REQUIRED WORK: Repeat word for word every line of the data below, starting with the line that contains "Each instance receives one keypoint. Annotate the black" and continuing through the final line of the data.

[Excerpts from a point labeling dataset]
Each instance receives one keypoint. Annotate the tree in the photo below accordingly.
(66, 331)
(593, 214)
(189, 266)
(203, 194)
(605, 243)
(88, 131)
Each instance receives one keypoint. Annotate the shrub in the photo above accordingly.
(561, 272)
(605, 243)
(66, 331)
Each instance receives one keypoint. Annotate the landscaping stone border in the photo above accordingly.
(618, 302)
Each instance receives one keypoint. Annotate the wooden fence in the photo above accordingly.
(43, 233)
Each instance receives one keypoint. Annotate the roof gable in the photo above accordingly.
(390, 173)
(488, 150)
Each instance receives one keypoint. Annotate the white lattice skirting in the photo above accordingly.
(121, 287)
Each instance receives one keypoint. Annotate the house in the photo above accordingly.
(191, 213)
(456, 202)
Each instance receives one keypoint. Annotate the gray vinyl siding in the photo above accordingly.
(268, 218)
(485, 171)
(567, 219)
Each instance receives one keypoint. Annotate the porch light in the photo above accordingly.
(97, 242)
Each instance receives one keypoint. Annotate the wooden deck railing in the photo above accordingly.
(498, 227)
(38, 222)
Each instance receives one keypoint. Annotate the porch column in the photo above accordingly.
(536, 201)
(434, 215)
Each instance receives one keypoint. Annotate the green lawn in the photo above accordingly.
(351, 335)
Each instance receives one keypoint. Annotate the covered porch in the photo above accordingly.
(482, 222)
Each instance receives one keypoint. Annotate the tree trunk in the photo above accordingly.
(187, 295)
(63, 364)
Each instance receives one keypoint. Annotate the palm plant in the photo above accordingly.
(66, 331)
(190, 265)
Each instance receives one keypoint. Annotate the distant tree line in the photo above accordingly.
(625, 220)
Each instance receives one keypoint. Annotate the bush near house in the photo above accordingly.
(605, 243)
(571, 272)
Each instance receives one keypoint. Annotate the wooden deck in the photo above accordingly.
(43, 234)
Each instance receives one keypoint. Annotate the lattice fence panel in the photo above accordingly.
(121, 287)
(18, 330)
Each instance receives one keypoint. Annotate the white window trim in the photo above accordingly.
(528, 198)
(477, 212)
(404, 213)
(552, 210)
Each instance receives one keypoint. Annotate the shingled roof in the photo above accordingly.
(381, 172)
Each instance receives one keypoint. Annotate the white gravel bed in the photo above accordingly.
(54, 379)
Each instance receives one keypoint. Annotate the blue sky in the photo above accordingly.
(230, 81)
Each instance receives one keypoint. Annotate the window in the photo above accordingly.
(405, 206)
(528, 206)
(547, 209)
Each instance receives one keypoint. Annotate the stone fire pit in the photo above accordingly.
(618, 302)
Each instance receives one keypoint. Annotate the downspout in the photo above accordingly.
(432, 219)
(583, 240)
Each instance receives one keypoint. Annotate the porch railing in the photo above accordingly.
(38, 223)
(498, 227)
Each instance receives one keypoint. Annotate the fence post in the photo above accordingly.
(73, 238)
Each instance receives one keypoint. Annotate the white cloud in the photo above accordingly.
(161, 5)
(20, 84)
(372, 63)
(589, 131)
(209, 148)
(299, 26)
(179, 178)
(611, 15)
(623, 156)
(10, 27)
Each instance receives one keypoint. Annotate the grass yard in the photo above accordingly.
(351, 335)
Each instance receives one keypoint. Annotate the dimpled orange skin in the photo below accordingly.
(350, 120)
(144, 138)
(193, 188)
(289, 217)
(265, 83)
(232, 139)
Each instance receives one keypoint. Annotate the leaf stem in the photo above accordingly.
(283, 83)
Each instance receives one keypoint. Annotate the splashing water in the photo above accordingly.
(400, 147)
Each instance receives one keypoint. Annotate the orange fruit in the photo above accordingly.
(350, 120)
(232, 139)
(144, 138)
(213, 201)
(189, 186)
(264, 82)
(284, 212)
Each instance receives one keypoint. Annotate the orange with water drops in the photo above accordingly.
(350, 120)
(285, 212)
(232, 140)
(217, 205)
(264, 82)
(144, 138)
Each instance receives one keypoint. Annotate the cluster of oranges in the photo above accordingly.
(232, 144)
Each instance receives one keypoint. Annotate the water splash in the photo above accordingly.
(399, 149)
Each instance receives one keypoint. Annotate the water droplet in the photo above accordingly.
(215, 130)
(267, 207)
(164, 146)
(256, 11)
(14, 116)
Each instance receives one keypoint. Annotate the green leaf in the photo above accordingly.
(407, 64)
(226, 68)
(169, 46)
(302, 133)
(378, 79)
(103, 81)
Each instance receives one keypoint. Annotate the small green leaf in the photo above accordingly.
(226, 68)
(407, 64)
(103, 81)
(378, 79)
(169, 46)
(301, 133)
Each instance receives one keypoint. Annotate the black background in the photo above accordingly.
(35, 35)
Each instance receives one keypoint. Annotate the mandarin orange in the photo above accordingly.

SOLUTION BELOW:
Each instance receives one keypoint. Annotate the black background in the photo above accordingly.
(35, 35)
Each instance receives one keypoint. Annotate the mandarin orange in the photo above accordingly.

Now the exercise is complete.